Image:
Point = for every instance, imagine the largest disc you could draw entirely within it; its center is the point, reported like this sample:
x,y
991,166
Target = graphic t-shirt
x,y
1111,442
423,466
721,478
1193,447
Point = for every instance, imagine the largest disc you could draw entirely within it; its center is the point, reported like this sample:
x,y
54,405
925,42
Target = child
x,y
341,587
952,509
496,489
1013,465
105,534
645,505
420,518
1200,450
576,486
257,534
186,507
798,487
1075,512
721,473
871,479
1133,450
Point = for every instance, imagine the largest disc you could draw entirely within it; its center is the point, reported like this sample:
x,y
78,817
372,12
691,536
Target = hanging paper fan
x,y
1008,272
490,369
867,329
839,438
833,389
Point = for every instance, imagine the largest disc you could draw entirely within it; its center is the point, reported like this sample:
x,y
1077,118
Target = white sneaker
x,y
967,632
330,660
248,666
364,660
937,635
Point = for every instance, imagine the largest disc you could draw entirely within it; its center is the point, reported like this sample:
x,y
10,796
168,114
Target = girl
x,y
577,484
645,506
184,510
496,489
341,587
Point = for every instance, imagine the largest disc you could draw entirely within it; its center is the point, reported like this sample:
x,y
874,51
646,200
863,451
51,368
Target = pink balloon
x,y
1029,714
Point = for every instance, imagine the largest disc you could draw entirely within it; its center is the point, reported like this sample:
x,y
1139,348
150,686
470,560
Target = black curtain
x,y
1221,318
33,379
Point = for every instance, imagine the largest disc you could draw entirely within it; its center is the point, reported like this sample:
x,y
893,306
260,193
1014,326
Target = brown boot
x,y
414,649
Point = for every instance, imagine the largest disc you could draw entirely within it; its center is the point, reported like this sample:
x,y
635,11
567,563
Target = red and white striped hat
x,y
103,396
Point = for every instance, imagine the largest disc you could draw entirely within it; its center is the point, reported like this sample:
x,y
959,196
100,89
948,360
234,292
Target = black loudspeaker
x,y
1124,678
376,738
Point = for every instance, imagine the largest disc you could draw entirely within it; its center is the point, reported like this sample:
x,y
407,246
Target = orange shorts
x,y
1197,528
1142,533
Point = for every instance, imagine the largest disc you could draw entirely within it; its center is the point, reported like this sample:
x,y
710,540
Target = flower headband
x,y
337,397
----------
Reproduce the records word for word.

Exercise output |
Image:
Point = for every instance, imagine the largest disc you could draw entirely within it; its center is the point, reported like this sample:
x,y
991,166
Target = graphic t-shirt
x,y
1111,442
423,466
721,478
1193,447
Point = for every instance, imagine the largest disc you could draw entirely within it; its center is the point, reported like this sample:
x,y
54,405
925,42
Target = child
x,y
341,587
952,509
496,489
1013,465
105,534
645,505
420,518
1200,450
576,486
257,534
186,507
798,487
1075,512
721,473
871,479
1133,450
Point = for every instance, imagine the largest disc you could draw entirely within it; its center is the point, reported like this sample:
x,y
78,817
372,12
691,536
Target = hanging paper fan
x,y
1008,272
490,369
867,329
839,438
833,389
Point = for every instance, imagine the largest disc you could draw entirely within it; its center is the point, reported like this sample:
x,y
1077,118
Target = white sneaker
x,y
967,632
330,660
248,666
364,660
937,635
Point = for every instance, imagine the largest disc you could draw entirely within it; its center is the point, reported like this sample:
x,y
10,796
168,114
Target = girl
x,y
577,484
645,506
184,510
496,489
341,587
Point = for every instance, imagine the largest disc you could draw entirely within it; its center is the point, reported like this sample:
x,y
874,51
646,200
863,451
51,368
Target = pink balloon
x,y
1029,714
Point = for every instance, imagine the largest disc you could draw entirely within it; its center is the point, reported like this sample:
x,y
1139,348
150,686
470,560
Target = black curtain
x,y
1221,318
33,379
Point = for every instance, imagine the largest disc you could draw entirely within it; its center is the point, reported like this sample:
x,y
893,306
260,193
1014,326
Target = brown boot
x,y
414,649
Point = for every instance, imagine the largest disc you could draw entirely within it; its center is the point, reported like this sample:
x,y
635,11
567,563
Target = red and white striped hat
x,y
103,396
Point = for every instance, imagine the largest disc you could draw entirely within it; its center is the point, reported like this sample:
x,y
959,196
100,89
948,360
234,292
Target = black loudspeaker
x,y
1124,678
376,738
Point = for every instance, imagine the largest disc you could draw entirely within it; its center is the point, reported like this sample:
x,y
407,246
Target = orange shorts
x,y
1197,528
1142,533
Point = for every instance, imagine the largest disc you could draw entirely within it; its center is the point, reported like this sample:
x,y
710,540
Target = flower headband
x,y
337,397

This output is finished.